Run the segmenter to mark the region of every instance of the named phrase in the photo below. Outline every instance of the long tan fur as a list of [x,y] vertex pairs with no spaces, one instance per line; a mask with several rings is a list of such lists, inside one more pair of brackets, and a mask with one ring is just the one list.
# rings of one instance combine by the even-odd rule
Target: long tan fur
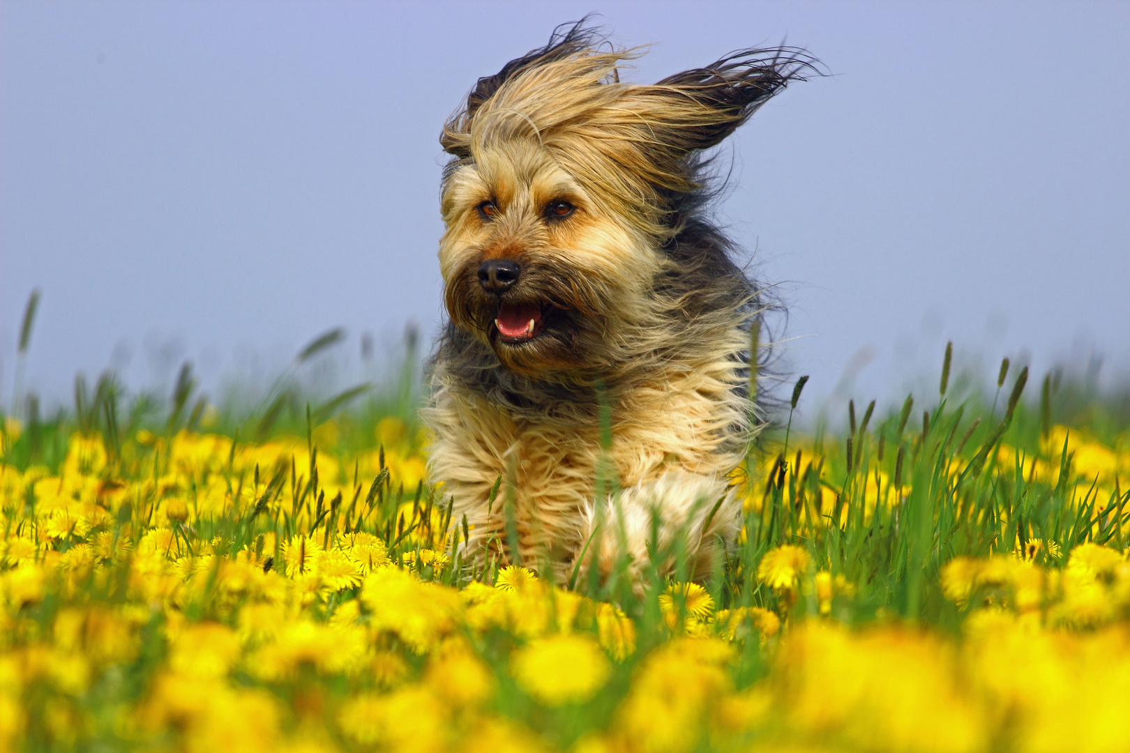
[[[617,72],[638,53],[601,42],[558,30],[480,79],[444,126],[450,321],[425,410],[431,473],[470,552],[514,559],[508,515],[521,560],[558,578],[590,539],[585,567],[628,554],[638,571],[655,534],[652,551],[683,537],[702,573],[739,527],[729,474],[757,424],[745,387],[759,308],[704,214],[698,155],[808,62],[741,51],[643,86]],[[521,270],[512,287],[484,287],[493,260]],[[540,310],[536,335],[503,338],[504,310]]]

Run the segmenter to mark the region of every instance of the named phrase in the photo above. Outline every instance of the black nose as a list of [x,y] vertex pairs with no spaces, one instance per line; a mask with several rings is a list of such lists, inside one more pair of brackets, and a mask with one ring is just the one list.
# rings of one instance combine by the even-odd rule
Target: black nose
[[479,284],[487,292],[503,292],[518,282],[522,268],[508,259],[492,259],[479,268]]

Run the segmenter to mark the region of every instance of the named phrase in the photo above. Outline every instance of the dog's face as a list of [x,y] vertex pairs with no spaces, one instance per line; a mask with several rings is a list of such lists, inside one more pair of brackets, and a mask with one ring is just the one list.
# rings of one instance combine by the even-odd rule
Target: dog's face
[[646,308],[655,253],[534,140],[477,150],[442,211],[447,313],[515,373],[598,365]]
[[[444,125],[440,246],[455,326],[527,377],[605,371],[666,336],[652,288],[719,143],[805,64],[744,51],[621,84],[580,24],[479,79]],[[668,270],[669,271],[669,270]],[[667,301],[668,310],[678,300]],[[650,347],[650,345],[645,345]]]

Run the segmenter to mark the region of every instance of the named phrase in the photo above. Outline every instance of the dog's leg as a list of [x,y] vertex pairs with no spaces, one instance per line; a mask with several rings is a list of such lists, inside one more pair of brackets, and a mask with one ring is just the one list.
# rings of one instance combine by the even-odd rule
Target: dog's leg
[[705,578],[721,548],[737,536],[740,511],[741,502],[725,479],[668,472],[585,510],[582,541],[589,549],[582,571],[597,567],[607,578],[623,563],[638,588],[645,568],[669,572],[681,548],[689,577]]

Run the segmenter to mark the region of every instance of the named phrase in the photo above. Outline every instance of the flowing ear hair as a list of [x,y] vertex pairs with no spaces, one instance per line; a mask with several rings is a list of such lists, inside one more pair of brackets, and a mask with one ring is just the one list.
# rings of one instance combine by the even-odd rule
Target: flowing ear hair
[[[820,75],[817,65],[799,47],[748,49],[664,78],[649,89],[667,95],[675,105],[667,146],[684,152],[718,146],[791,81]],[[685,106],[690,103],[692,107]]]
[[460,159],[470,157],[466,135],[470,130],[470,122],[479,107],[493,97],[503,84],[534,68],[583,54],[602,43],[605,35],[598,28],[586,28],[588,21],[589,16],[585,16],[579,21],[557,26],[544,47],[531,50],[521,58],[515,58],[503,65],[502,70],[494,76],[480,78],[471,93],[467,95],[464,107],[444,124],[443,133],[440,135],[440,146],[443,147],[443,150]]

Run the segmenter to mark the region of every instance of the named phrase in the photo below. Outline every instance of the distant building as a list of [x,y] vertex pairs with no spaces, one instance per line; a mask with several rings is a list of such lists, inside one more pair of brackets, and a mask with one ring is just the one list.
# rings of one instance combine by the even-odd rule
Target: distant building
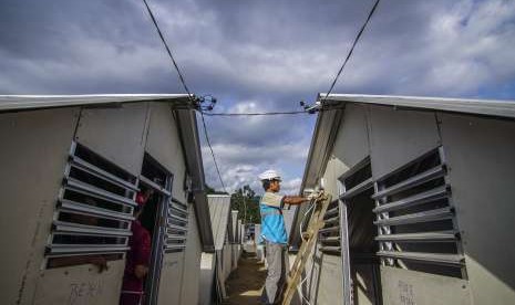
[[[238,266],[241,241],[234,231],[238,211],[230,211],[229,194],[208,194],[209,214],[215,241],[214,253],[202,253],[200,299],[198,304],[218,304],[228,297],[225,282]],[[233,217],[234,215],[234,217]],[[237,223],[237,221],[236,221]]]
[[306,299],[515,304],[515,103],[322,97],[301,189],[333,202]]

::::::

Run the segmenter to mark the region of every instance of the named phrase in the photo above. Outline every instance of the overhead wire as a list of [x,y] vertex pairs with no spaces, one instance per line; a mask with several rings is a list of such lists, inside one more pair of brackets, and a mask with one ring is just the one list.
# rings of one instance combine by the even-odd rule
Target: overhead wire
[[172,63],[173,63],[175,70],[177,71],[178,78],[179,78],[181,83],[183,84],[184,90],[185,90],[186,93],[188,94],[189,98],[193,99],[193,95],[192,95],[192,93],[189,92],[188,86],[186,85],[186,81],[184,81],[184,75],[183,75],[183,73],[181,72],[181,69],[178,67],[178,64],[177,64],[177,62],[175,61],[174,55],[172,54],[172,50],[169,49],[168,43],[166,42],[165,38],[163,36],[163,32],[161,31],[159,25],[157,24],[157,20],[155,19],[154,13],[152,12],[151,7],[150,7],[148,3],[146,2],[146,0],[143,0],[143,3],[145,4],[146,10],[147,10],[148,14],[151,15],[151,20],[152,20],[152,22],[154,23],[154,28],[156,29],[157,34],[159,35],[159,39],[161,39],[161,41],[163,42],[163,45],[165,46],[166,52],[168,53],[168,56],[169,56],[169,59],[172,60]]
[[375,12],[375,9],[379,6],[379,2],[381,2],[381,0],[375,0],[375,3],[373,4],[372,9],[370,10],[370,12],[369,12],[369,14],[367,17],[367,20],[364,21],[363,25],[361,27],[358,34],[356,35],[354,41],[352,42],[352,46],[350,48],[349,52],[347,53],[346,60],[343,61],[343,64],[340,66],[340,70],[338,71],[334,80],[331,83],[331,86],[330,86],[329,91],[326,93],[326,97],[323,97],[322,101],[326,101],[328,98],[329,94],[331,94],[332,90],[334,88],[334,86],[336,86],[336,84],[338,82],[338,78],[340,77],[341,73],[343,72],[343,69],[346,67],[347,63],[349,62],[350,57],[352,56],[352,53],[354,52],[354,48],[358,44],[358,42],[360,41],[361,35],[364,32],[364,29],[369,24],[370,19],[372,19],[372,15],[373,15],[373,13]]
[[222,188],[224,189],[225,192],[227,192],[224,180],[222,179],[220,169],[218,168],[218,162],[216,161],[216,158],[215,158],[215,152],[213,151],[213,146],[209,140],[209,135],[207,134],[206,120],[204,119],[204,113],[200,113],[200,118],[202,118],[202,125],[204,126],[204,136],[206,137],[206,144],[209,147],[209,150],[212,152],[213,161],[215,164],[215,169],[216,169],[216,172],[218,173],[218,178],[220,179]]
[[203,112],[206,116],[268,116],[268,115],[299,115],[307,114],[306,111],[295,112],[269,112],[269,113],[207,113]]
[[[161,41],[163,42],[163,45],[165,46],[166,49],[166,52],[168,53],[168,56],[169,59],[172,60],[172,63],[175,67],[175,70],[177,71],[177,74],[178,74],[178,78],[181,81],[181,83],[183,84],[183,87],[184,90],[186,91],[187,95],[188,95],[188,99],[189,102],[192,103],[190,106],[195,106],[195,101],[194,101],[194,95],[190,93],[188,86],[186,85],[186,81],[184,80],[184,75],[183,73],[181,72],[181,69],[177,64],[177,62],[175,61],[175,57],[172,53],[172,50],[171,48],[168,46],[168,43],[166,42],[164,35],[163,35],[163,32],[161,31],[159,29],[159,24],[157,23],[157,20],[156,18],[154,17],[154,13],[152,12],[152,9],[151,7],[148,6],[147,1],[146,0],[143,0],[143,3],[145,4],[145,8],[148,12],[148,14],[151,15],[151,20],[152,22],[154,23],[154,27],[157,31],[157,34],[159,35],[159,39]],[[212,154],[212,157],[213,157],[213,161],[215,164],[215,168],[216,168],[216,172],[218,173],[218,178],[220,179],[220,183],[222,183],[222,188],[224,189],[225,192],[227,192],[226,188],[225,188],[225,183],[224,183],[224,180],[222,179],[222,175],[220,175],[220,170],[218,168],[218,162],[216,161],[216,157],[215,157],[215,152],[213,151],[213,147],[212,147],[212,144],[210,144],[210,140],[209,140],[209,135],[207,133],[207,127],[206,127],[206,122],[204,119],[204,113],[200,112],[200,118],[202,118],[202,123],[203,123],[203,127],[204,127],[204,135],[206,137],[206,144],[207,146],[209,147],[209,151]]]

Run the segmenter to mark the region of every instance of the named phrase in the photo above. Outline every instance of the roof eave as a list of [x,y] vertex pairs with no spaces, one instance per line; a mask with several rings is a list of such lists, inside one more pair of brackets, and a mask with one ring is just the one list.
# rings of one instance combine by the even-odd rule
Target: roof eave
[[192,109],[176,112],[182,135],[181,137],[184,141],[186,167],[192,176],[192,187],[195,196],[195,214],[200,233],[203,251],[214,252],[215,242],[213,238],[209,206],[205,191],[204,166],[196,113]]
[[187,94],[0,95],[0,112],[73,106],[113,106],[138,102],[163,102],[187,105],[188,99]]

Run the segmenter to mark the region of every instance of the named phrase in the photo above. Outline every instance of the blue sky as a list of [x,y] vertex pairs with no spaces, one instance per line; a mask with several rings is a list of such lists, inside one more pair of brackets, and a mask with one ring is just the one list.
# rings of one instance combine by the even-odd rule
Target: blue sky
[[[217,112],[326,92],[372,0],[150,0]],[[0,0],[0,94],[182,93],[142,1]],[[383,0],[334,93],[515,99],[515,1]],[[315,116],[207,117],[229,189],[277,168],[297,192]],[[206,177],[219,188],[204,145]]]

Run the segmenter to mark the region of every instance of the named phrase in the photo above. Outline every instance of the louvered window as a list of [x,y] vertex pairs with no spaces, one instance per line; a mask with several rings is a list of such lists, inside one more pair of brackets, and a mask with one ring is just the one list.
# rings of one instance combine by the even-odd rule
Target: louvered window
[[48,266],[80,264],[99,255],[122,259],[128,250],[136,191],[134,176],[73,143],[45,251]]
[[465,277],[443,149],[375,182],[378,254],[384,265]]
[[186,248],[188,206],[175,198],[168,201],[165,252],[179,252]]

::::::

Cosa serve: Ripeti senza modifiche le righe del materiale comprese tra quella che contiene "of the distant" e quella che contiene "[[306,299],[515,304],[515,103],[322,97],[301,189],[333,202]]", entrambe incluse. Lascia fuori le immagini dalla risposta.

Risposta al compito:
Run the segmenter to mark the region of every instance of the named phrase in the photo below. Outline every instance of the distant building as a list of [x,y] vertex pairs with no spaces, one instance per line; a mask with several rings is a list of such lists, inside one more pair of brackets, and a mask with one ring is just the one list.
# rings of one instance combine by the even-odd rule
Target: distant building
[[[238,266],[241,241],[234,231],[238,211],[230,211],[229,194],[208,194],[209,214],[215,241],[214,253],[202,253],[200,299],[198,304],[218,304],[228,297],[225,282]],[[233,217],[234,215],[234,217]],[[237,223],[237,221],[236,221]]]
[[306,299],[515,304],[515,103],[322,97],[301,189],[333,202]]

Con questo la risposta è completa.